REQUIRED TASK:
All of the data below should be written out exactly.

DATA TO PROCESS:
— START —

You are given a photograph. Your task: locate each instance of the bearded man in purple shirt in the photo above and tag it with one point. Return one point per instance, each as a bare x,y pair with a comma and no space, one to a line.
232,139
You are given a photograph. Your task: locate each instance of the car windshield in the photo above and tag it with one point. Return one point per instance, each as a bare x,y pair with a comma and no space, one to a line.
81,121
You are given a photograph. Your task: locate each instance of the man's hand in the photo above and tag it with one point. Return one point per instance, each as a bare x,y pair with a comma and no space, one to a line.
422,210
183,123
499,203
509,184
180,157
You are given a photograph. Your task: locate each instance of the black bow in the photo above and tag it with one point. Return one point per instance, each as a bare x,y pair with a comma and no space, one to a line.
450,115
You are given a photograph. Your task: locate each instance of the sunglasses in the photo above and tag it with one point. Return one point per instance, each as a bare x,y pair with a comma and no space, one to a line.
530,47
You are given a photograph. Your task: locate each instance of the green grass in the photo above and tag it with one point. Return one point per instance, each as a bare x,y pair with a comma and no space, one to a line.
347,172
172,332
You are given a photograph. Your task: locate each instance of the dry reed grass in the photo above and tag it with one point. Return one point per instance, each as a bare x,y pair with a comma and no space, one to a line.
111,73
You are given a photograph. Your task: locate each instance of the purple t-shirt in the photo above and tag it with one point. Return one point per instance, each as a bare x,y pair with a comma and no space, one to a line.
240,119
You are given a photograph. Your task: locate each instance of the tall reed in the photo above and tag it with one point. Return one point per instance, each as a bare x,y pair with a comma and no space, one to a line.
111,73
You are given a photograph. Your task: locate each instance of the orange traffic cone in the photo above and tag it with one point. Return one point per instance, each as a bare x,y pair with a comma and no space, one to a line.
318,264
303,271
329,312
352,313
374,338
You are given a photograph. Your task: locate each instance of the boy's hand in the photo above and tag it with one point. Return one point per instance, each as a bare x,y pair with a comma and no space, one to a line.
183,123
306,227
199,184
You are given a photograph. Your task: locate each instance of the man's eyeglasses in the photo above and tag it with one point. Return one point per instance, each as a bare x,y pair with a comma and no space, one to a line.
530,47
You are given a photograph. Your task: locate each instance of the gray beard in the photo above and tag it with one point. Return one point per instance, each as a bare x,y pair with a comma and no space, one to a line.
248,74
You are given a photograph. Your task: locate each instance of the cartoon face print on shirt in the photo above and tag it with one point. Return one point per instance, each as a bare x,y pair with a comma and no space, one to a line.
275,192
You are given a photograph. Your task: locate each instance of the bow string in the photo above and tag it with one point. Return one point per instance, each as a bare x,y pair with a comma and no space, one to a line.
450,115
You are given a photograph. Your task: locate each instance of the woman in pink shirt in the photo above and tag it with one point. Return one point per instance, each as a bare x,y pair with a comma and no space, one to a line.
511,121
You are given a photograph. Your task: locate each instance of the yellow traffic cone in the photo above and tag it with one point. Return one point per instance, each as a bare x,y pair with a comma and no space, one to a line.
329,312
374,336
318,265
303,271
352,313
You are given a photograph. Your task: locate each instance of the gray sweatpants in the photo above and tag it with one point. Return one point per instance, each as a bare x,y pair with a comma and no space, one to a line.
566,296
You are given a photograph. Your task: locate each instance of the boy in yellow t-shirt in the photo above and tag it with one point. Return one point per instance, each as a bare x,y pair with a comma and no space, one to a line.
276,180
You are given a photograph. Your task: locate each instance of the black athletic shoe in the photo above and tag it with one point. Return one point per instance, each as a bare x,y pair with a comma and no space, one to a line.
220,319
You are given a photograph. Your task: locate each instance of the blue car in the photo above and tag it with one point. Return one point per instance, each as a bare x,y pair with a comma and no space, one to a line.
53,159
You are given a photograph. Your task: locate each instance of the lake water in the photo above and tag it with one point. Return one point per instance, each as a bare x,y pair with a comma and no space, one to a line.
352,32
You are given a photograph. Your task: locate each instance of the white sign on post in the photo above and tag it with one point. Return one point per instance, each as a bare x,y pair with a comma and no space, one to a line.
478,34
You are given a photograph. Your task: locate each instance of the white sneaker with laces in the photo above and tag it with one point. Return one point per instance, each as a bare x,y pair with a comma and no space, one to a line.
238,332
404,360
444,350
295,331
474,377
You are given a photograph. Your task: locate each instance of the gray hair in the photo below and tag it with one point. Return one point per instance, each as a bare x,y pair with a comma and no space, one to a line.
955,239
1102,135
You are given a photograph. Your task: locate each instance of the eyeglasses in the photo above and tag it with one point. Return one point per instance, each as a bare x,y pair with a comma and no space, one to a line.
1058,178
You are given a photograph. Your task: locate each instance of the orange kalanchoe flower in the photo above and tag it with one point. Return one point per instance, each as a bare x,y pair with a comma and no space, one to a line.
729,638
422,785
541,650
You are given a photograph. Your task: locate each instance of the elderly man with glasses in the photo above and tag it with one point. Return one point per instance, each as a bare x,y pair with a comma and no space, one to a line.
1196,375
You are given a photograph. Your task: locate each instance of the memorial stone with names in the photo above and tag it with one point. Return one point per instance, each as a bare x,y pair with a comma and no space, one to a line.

— END —

CORRECT RESULT:
You are given a photograph. Your task: locate each instance of the bearded man in purple shirt in the photo above and tag it with one point. Return one point per instance, each as a bare x,y pair with a comma and no space, one to a line.
232,139
You are given a photograph. Your task: locate each instance of the car windshield in the photo above and tag it with one point. Return one point per instance, each as a bare x,y pair with a comma and no space, one to a line.
81,121
You are given a photograph. Your task: locate each instance of the man's hand in the photo above and tag it with one point. Return one point per instance, each as a bare x,y pair with a comma and no space, one to a line.
422,210
183,123
499,203
509,184
180,157
You are given a photograph. Your task: locate each instance of the black bow in the photo above and tag it with one point. Return one point per instance, each as a bare x,y pair with a comma and no space, one to a line.
450,115
You are given a photograph. Your task: locate each instance of the sunglasses in the photo above and tag it with one point. Return one point per instance, each as a bare x,y pair with a comma and no space, one to a line.
530,47
You are given a photograph. Your task: locate each instance of the green grass in the photo above and tag it with one point. Return one point per instance, each as a bare x,y pair with a comma and no space, one to a line.
347,172
172,332
You are given a photograph. Your task: locate each instance of the dry reed grass in the photo above and tag it with one point. Return one point per instance, each as a bare x,y pair with a comma and no space, one to a line.
111,73
You are given a photograph. Your task: locate each instance of the purple t-shirt in the photo above and tag it with one point. Return one point per instance, each as a bare x,y pair with a comma and no space, one to a line.
240,119
You are given a photograph. Your task: locate each instance of the tall reed in the photo above and tag it with one point. Return one point per instance, each as a bare x,y pair with a comma and no space, one to a line.
111,73
You are given a photograph. Your task: locate each instance of the orange traffic cone in the photo above and tag it with one point. Return one point per instance, each as a bare x,y pair with a comma and no space, one to a line.
318,264
303,271
329,312
352,313
374,338
You are given a photograph. Your task: locate each instance of the boy's hand in the photo above and tag it with one point. Return one point per instance, each as a bare x,y pair with a comma and no space, one to a line.
183,123
306,227
199,184
You are given a photograph. Your task: locate each instance of the man's eyeglasses in the photo above and tag it with one point. Return one point per instance, each as a bare x,y pair with a comma and no space, one to a line.
530,47
You are given a photograph. Your task: locate each instance of the gray beard in the photo above and tag it with one point. Return one point per instance, each as a bare x,y pair with a comma and no space, one to a line.
248,74
You are given a photograph. Your task: locate each instance of the cartoon face print on shirt in the photo above and tag it with one point. Return one point per instance, each as a bare x,y pair with a comma and no space, one to a line.
275,192
You are given a photograph. Your task: locate each instance of the bow string in the photo above and tag it with one point. Return one point per instance, each as a bare x,y pair with a comma and no space, one to a line.
450,115
You are given a photograph. Your task: locate each instance of the woman in pink shirt in the photo above and tag it with one point. Return one point per instance, each as a bare x,y pair with a comma and no space, one to a line.
511,121
You are given a photograph. Your task: locate each instance of the yellow traffic cone in the photo above and tag it with one point. Return one point per instance, each as a bare x,y pair with a comma and no space, one to a line.
329,312
374,336
318,265
303,271
352,313
You are given a photograph. Your task: locate each instance of the gray sweatpants in the photo above and tag it with one point. Return one point per instance, each as a bare x,y pair with a comma and no space, one to a line.
566,296
You are given a photograph. Your task: locate each instance of the boy in yellow t-shirt in the photo above and tag it with one point. Return one point per instance, each as a bare x,y pair with a comma and no space, one to a line.
276,180
You are given a photograph. Your task: locate each instance of the black athletic shoe in the photo above and tag it with one point. Return one point per instance, each as a bare x,y pair with a comma and no space, one to a line.
220,319
You are given a photograph. Your task: locate each instance of the blue car in the photo above and tag it with one point. Return one point per instance, each as a bare x,y pair with a comma and no space, one to a line.
53,159
You are given a photograph. Your task: locate each instance of the lake water in the photo above and tag it with one point. Return one point per instance, each as a bare x,y pair with a comma and no space, one to a line.
352,32
You are given a photograph. Your task: locate each instance of the white sign on post in the photo above and tag it with one point. Return one point per instance, each as a bare x,y pair with a comma and no space, one to a line.
478,34
You are given a photograph. Your task: locate each instance of the white sneaker with laces in the photo above and tag it with one point. Return one point per instance, each as a bare x,y pair with a comma and no space, one to a line.
238,332
404,360
444,350
295,331
474,377
You are given a photograph. Your task: locate each instance of the gray hair in the photo below and tag it with one point. Return one point per instance, each as a bare x,y pair with a comma and no space, one to a line.
955,239
1102,135
You are given a photograph. Your task: locate each instance of the eyeglasses in the photo above and tag it with one point. Return one point per instance, each as a bare x,y pair with a comma and no space, one to a line.
1058,178
You are given a photograph. Your task: locate each instance of the orange kalanchoe flower in the photo above and tag it with one point. Return one point per instance, each as a bare x,y pair with a comma and no space, one to a line.
729,638
422,785
541,650
You are given a photograph. Your task: locate each instance of the elderly man with glasses in the photo above and tag it with one point. Return one point per instance, each as a bare x,y pair with a comma and no space, one to a line.
1196,375
You are given a photograph. Your task: locate each instance of the memorial stone with names in the photo above and tag it with one point. Return one point per instance, each as a bare x,y pair with a comma and no space, one to a line.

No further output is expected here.